## SUPPLIED PASSAGE:
Wright v. State

Decision Date29 July 1991
Docket NumberNo. 91-220,91-220
Citation583 So.2d 399
Parties16 Fla. L. Weekly D1925 Frank A. WRIGHT, Appellant, v. STATE of Florida, Appellee.
CourtFlorida District Court of Appeals

Frank A. Wright, pro se.

No appearance for appellee.

KAHN, Judge.

Wright appeals the trial court's summary denial of a motion for post-conviction relief, filed pursuant to Fla.R.Crim.P. 3.850. Appellant, who entered a negotiated plea of guilty to a charge of sale or delivery of cocaine, contends that prior to entry of the plea, he "was not instructed properly by counsel as to the restriction of basic gain time and provisional release credits, which are extended to most nonhabitualized inmates." We affirm the trial court's denial of the petition and distinguish our recent decision in Rackley v. State, 571 So.2d 533 (Fla. 1st DCA 1990).

## REQUIRED TASK 1:
According to the case record, what charge did Wright plead guilty to?
## REQUIRED TASK 2:
Repeat the part of the case record that opens with the words containing "Wright v. State" and closes with "KAHN, Judge.", renaming "pro se" as "self-represented".

## STORED ROWS:
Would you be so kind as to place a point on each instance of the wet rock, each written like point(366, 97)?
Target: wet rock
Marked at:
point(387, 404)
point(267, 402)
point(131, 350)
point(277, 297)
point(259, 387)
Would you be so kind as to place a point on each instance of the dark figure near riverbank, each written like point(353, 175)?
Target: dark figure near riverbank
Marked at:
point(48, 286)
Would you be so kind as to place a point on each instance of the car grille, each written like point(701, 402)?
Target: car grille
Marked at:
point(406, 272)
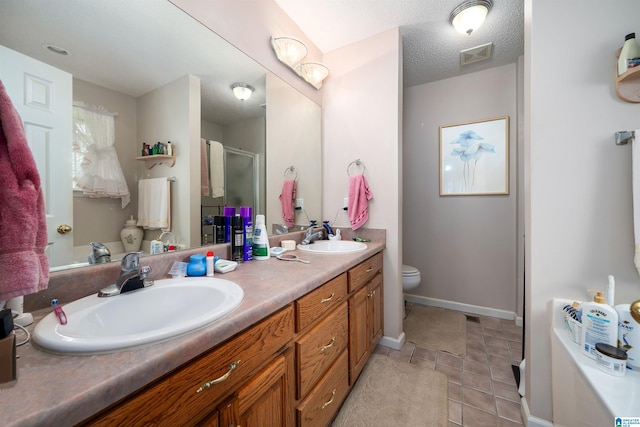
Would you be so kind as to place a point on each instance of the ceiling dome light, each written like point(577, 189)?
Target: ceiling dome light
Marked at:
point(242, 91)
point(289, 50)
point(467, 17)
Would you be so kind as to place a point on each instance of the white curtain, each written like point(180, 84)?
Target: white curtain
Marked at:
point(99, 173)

--

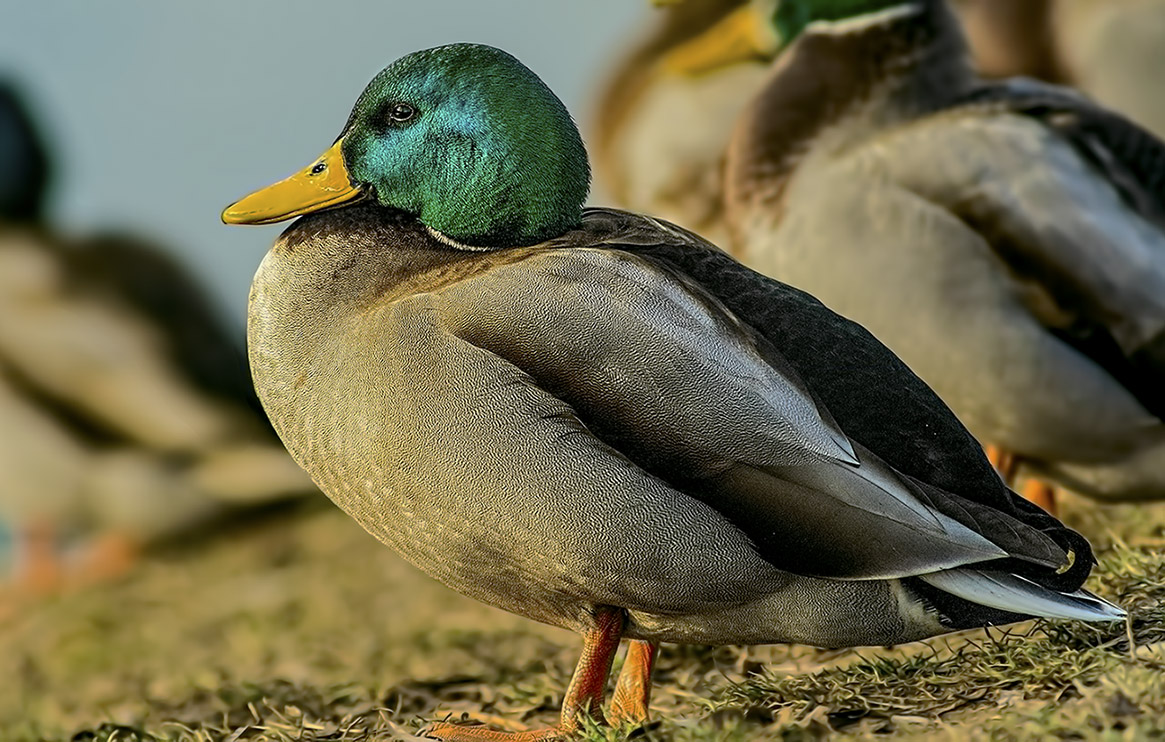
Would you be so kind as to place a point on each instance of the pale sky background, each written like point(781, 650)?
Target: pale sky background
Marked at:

## EXERCISE RESULT 1:
Sale or delivery of cocaine.

## EXERCISE RESULT 2:
Wright v. State

Decision Date29 July 1991
Docket NumberNo. 91-220,91-220
Citation583 So.2d 399
Parties16 Fla. L. Weekly D1925 Frank A. WRIGHT, Appellant, v. STATE of Florida, Appellee.
CourtFlorida District Court of Appeals

Frank A. Wright, self-represented.

No appearance for appellee.

KAHN, Judge.